Word for word, return every record.

Referring expression pointing data
++++

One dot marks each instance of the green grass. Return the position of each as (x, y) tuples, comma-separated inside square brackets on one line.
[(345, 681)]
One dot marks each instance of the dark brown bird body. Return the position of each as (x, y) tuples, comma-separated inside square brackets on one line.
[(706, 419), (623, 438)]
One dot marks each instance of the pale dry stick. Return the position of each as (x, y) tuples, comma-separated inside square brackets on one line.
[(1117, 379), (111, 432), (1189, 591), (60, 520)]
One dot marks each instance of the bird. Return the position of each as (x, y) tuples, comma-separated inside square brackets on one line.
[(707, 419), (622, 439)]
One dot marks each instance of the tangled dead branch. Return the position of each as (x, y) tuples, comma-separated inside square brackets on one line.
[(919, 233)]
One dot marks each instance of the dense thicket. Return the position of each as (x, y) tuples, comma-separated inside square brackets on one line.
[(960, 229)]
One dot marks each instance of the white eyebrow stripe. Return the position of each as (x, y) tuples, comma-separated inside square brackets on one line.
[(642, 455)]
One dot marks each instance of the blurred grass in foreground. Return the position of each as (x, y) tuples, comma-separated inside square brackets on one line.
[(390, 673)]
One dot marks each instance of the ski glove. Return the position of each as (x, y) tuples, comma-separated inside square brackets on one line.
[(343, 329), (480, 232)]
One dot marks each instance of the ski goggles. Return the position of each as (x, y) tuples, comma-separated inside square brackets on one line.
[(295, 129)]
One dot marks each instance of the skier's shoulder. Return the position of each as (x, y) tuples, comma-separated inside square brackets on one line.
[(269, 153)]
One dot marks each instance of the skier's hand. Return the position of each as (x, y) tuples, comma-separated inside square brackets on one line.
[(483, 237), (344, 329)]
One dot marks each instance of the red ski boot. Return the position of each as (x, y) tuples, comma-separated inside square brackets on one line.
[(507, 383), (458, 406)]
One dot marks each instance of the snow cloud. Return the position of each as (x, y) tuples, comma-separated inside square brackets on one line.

++++

#### [TASK OUTPUT]
One dot marks each instance of the green grass. Return the position of each as (x, y) tuples, comma-separated inside square brackets on one line.
[(345, 681)]
One dot marks each instance of the dark brown bird body. Return the position of each as (x, y) tuples, comma-separated inside square brackets on one line.
[(706, 419), (623, 438)]
One dot marks each instance of the pale dry stick. Return the position of each as (x, y) tuples, comma-separated inside square brackets on one line.
[(1117, 379), (111, 432), (1189, 591), (60, 520)]
One dot marks each instance of the bird. Return the position of each as (x, y) tuples, comma-separated inside square brackets on one line.
[(707, 419), (622, 439)]
One dot marks each instance of the tangled dead branch. Return the position of each as (x, y) tuples, comma-separated inside square brackets on one line.
[(919, 233)]
One dot marks each instance of the dense thicket. Return the position of each as (x, y) tuples, comma-separated inside square brackets on one line.
[(960, 229)]
One dot marks each instance of the white eyebrow stripe. Return the position of each as (x, y) tuples, comma-separated inside square brackets on one line.
[(642, 455)]
One dot marks each instance of the blurred grass in foreground. Return the position of each as (x, y) tuples, comma-separated inside square brackets on one line.
[(390, 673)]
One dot marks each instance of the ski glove. Return the position of each as (x, y) tuples, comma-separated inside square brackets on one line.
[(343, 329), (480, 232)]
One dot marks each instance of the ski goggles. Return the position of each as (x, y) tuples, comma-separated inside square brackets on one line.
[(295, 129)]
One dot marks each instance of the skier's shoulder. Return the position of each as (x, y) tuples, comma-separated inside square brackets on one line.
[(269, 153)]
One dot marks each instance of the skier's hand. Return the position of each as (x, y) tuples, comma-separated inside square brackets on one line.
[(483, 237), (344, 329)]
One dot marks each instance of the red ski boot. Return the position of each as (x, y) tuples, comma-separated inside square brackets on one line.
[(507, 383), (458, 406)]
One dot marks each instance of the snow cloud. Return the position of each as (x, y) tuples, comma-separated inside square brackets on one line.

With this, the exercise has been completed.